What you need to do ->
Please count the lines in the data below that contain the string "eiffel", treating uppercase and lowercase as different, and reply with only that number.

Data for processing ->
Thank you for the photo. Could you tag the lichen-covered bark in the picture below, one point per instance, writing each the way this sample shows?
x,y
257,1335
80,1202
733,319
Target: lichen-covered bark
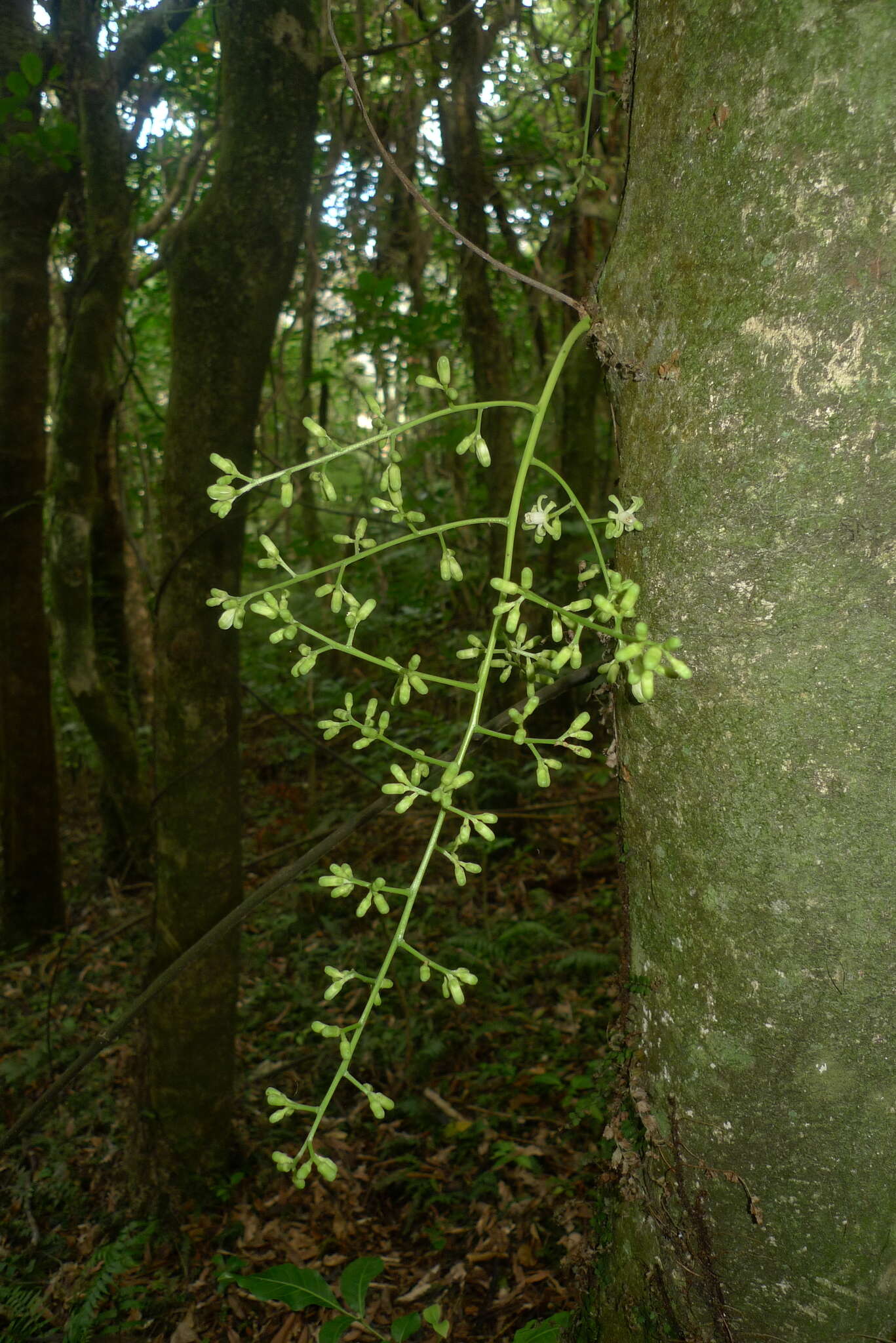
x,y
31,900
230,268
758,816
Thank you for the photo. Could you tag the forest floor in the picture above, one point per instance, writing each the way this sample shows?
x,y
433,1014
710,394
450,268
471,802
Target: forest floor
x,y
478,1190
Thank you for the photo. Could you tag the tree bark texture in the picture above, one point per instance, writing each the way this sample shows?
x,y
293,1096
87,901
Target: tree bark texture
x,y
31,900
85,594
469,184
743,310
230,268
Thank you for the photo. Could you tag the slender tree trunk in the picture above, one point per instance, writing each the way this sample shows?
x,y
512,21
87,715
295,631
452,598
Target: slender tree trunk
x,y
230,269
88,595
745,300
469,183
31,900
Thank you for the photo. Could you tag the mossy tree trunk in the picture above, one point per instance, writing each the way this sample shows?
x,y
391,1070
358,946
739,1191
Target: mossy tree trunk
x,y
467,50
745,293
31,900
88,588
230,270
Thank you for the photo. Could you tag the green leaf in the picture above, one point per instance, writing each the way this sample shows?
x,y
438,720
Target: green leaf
x,y
433,1317
357,1279
31,68
18,85
543,1331
334,1330
404,1326
297,1287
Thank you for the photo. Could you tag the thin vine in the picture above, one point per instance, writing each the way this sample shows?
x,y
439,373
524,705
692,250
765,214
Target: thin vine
x,y
418,778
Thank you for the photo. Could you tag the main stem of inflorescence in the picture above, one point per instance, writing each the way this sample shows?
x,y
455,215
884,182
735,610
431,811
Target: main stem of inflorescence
x,y
641,657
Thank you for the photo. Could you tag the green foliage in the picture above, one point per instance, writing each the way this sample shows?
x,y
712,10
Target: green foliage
x,y
20,1310
111,1263
49,137
302,1289
547,1331
505,649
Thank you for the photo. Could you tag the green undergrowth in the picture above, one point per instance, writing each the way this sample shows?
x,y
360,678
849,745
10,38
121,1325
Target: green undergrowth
x,y
480,1186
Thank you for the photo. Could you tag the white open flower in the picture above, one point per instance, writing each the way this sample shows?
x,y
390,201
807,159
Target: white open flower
x,y
541,520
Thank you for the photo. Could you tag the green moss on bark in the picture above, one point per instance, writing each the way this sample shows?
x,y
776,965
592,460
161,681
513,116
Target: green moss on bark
x,y
755,807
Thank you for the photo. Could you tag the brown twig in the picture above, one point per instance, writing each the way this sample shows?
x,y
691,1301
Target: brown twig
x,y
231,920
418,195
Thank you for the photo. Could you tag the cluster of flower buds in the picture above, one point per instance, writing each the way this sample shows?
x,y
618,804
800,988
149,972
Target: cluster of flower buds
x,y
644,660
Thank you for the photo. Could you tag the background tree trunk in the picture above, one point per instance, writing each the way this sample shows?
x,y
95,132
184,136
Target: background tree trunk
x,y
229,269
469,184
30,197
89,603
755,814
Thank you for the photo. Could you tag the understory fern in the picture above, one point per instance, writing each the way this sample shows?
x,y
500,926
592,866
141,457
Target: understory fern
x,y
112,1262
503,649
20,1312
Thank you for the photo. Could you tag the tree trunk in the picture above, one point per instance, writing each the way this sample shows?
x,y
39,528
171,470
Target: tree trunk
x,y
745,300
230,268
30,193
469,184
89,599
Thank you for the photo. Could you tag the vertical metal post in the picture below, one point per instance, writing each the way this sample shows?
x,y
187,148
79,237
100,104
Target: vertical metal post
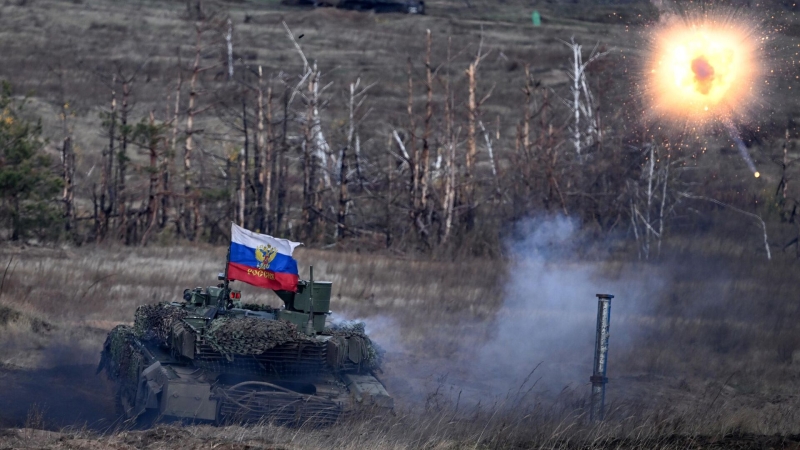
x,y
598,377
310,324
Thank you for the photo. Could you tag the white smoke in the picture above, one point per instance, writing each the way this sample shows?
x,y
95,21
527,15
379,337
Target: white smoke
x,y
547,322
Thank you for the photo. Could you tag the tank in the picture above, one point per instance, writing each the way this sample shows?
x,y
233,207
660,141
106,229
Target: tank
x,y
212,357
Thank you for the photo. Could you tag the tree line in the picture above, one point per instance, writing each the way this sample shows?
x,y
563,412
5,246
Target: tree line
x,y
273,153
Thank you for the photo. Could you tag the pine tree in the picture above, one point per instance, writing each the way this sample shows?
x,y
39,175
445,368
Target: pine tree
x,y
29,186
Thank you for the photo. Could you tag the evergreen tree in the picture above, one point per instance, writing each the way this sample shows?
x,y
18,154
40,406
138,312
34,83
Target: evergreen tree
x,y
29,186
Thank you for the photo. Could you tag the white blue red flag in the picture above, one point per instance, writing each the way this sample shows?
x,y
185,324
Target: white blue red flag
x,y
262,260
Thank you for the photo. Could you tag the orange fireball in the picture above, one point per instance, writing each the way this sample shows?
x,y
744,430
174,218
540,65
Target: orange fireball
x,y
703,69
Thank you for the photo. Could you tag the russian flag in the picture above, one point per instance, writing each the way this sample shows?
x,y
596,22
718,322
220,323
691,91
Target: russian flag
x,y
262,260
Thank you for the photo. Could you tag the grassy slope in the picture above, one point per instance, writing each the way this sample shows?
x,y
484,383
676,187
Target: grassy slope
x,y
692,354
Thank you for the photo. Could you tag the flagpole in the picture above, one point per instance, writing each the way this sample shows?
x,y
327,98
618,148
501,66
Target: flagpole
x,y
227,263
310,325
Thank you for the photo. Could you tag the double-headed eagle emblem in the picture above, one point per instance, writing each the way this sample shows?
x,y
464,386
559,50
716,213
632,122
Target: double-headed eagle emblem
x,y
265,254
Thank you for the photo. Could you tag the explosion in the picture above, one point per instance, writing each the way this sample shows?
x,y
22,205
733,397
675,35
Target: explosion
x,y
704,68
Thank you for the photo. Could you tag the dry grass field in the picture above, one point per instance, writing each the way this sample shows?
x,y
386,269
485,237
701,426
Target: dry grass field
x,y
479,354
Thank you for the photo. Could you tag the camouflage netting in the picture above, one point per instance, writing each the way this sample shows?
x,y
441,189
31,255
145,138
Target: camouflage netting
x,y
257,307
155,321
250,335
373,353
121,358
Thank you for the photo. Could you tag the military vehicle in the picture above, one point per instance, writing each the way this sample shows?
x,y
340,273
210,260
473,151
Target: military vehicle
x,y
213,358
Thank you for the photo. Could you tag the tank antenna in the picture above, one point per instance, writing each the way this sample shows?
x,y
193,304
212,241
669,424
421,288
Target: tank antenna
x,y
310,324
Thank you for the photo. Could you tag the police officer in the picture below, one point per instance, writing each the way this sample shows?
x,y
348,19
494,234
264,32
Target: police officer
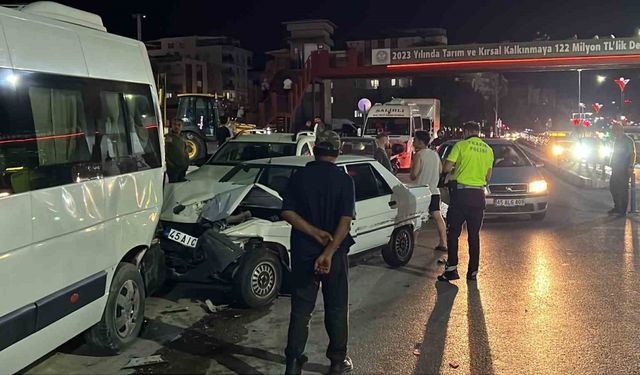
x,y
319,204
623,160
176,153
473,162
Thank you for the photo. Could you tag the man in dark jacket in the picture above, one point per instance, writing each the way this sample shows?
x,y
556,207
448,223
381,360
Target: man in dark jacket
x,y
622,163
319,204
177,155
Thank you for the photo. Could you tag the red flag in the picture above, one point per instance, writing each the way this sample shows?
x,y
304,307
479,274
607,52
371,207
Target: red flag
x,y
622,82
597,107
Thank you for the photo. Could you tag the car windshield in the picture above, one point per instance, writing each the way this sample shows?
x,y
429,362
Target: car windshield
x,y
362,147
275,177
508,156
389,125
237,152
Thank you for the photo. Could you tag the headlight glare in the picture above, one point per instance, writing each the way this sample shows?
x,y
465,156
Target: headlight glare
x,y
538,186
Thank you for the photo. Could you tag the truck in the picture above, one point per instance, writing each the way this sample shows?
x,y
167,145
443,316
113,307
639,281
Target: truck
x,y
400,119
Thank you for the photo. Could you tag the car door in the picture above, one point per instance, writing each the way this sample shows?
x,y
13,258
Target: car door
x,y
375,209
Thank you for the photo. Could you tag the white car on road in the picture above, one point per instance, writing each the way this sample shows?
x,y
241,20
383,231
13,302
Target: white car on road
x,y
235,231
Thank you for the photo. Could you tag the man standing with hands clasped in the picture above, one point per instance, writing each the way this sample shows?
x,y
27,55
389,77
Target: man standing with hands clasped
x,y
473,162
622,162
425,170
320,214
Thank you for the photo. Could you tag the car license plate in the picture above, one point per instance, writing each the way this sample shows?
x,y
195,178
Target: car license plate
x,y
182,238
509,202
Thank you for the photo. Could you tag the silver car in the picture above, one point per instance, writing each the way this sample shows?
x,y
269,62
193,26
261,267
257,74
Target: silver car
x,y
516,188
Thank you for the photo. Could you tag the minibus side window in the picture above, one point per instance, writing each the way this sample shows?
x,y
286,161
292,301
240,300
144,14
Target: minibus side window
x,y
56,130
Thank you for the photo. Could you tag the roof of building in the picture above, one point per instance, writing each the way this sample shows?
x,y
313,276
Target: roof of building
x,y
318,20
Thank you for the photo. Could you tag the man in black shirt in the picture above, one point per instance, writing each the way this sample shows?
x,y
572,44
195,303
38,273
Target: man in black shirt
x,y
380,153
622,163
222,134
319,204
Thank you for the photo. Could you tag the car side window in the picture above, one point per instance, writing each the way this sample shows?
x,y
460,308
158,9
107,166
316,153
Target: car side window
x,y
306,151
276,178
368,183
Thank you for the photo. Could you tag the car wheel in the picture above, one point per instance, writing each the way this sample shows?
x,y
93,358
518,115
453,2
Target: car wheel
x,y
196,147
257,282
400,248
123,314
539,217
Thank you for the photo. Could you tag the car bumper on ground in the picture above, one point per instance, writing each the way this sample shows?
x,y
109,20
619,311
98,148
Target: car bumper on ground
x,y
516,205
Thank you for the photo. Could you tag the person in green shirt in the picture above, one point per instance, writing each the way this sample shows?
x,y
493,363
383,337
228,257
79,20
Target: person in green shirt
x,y
471,161
177,155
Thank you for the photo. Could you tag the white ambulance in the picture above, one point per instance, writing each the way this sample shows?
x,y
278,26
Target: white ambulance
x,y
400,119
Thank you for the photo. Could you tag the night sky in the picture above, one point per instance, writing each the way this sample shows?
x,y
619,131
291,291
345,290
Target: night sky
x,y
257,22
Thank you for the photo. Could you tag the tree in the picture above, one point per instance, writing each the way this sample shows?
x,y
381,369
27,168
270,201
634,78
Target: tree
x,y
491,86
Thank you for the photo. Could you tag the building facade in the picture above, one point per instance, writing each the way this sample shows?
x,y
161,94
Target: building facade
x,y
227,64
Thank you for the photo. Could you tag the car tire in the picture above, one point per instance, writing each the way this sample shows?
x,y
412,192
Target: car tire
x,y
400,248
196,147
258,280
538,217
123,314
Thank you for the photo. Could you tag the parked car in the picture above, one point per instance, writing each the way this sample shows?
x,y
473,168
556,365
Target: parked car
x,y
234,230
252,146
365,147
516,186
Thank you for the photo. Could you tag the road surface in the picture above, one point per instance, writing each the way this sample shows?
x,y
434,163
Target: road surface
x,y
553,297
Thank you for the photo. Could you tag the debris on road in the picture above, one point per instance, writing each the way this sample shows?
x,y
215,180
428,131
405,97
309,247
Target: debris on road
x,y
174,311
144,361
215,308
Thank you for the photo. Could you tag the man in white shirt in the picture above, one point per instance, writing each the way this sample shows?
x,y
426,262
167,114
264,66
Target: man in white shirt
x,y
425,170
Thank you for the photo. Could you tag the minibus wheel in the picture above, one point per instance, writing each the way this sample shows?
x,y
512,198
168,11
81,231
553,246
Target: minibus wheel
x,y
123,314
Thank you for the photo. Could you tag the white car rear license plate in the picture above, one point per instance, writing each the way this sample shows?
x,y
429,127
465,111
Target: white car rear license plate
x,y
182,238
509,202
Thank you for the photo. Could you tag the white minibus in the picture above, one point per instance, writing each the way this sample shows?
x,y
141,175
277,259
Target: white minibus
x,y
81,175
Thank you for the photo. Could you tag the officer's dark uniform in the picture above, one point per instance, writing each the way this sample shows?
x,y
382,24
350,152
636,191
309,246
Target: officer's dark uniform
x,y
622,160
177,157
321,193
473,159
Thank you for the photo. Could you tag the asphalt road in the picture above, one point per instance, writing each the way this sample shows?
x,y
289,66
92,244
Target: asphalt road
x,y
554,297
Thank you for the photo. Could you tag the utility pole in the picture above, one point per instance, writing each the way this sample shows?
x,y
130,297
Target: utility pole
x,y
139,17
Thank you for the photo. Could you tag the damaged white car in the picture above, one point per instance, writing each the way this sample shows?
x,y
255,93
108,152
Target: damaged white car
x,y
236,234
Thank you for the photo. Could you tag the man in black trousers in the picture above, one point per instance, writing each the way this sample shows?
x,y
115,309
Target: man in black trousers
x,y
622,163
319,204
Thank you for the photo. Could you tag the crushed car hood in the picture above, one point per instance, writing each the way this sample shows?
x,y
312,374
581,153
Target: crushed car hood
x,y
215,201
209,172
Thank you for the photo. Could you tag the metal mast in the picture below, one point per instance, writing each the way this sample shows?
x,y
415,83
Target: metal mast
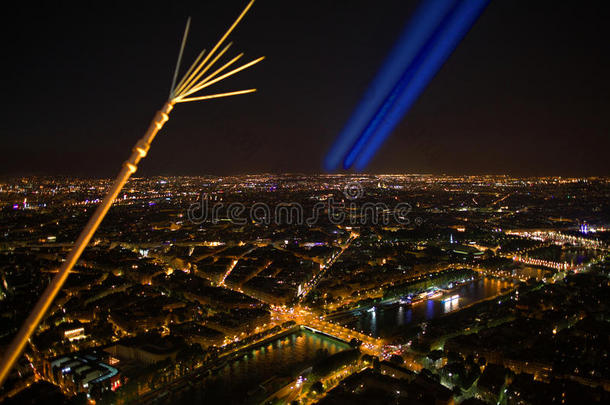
x,y
192,82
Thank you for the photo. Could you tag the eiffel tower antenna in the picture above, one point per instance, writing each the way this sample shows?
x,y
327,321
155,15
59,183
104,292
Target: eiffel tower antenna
x,y
193,81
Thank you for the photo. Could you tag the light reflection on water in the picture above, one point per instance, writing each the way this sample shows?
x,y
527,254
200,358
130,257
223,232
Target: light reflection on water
x,y
285,356
383,321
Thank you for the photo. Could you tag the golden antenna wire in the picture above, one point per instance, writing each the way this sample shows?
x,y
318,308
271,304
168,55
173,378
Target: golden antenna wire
x,y
190,83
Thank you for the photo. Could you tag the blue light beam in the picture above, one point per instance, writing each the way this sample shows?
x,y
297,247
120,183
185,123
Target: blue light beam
x,y
432,34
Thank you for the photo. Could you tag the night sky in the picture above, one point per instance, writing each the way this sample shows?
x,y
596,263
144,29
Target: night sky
x,y
527,92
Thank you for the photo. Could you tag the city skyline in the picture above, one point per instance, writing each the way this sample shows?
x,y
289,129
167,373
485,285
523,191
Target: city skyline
x,y
407,203
526,101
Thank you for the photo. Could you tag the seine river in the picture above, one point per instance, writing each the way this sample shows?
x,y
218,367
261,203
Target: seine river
x,y
382,322
287,356
293,353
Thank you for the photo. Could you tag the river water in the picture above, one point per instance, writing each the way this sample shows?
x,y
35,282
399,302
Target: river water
x,y
293,353
288,356
383,322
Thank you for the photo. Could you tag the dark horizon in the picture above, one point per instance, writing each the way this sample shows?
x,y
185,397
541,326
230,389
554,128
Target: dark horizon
x,y
526,93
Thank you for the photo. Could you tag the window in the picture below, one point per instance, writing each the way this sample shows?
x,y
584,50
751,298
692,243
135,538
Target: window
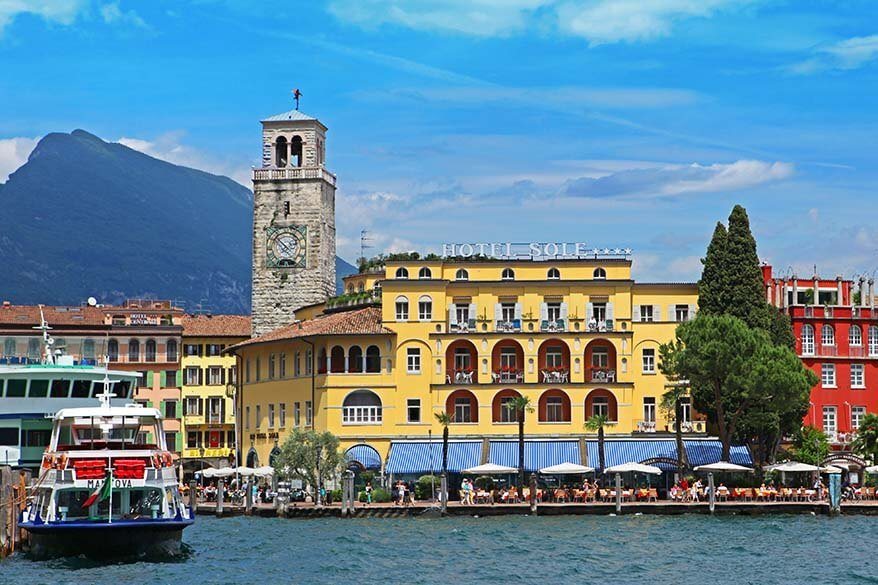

Response to the exercise ->
2